Task: The full set of entries, reproduced exactly, is the expected answer.

Supplied data:
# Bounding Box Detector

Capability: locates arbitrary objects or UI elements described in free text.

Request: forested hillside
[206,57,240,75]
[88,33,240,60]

Output below:
# Bounding Box Detector

Capability: locates arbitrary objects or UI elements described in free text.

Request: forested hillside
[206,57,240,75]
[88,33,240,60]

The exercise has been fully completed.